What is asked =
Output every entry exactly as written, but omit the pictures.

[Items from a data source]
* START *

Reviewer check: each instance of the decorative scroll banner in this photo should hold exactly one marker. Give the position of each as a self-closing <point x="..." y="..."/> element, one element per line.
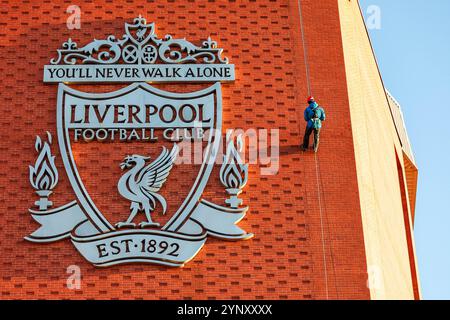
<point x="139" y="246"/>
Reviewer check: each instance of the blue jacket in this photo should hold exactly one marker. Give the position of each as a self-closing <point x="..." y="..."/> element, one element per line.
<point x="314" y="109"/>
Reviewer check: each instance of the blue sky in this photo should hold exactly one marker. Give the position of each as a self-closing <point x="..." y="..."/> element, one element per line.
<point x="413" y="51"/>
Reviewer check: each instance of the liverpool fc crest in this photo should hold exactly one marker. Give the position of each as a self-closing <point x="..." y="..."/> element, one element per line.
<point x="137" y="199"/>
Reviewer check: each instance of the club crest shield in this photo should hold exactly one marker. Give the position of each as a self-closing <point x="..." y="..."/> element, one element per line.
<point x="152" y="209"/>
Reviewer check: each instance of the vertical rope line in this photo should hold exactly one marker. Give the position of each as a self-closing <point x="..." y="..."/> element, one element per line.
<point x="305" y="49"/>
<point x="308" y="82"/>
<point x="322" y="228"/>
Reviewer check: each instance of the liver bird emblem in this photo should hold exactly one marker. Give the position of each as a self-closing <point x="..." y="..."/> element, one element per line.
<point x="142" y="183"/>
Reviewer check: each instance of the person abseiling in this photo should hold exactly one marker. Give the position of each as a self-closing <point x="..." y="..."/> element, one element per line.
<point x="314" y="115"/>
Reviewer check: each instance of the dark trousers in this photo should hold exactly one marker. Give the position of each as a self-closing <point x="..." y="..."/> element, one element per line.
<point x="308" y="132"/>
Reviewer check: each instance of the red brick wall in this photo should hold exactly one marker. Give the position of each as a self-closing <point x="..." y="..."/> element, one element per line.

* END *

Completed exercise =
Reviewer check: each instance of the decorative scroll banner in this photo should hold exactly one marker. Give the position of each as a self-closing <point x="..." y="..."/> element, one element per line.
<point x="139" y="246"/>
Reviewer check: each instance of the blue jacket in this photo should hold exactly one marker. Give the position of each as a self-closing <point x="..." y="..."/> element, one element per line.
<point x="314" y="109"/>
Reviewer check: each instance of the blue sky in this photo should hold exactly one marker. Give the position of each as a self-closing <point x="..." y="..."/> element, one element per line.
<point x="413" y="51"/>
Reviewer check: each instance of the liverpool fc crest in this photo should hold exactly one marker. Give the position of each as a self-closing <point x="..." y="..."/> element, one element per line.
<point x="137" y="199"/>
Reviewer check: each instance of the club crest shield in this photo should hold exactly one marker. Give the position of each as a self-closing <point x="..." y="..."/> element, one element per line.
<point x="152" y="209"/>
Reviewer check: each instance of the vertical rope line in this photo should hold exactly one marker. Give the position of each as a self-closing <point x="..." y="..."/> element, one element per line.
<point x="305" y="49"/>
<point x="308" y="82"/>
<point x="322" y="228"/>
Reviewer check: each instance of the liver bird emblem in this photo should hold exactly one marker. Give the position of each as a self-closing <point x="..." y="..."/> element, one element per line.
<point x="142" y="183"/>
Reviewer check: each instance of the person abseiling in this photo should hold exactly one marker. Give the position of each as a self-closing <point x="..." y="..."/> element, one element per line.
<point x="314" y="115"/>
Reviewer check: each instance of the dark trousers in this photo should hold exactly one marker. Give the position of each as a self-closing <point x="..." y="..."/> element, one element per line.
<point x="308" y="132"/>
Reviewer check: each instance of the red brick wall in this photo should hold exactly one marker. Give the position of each as a self-closing <point x="..." y="..."/> element, one element per line.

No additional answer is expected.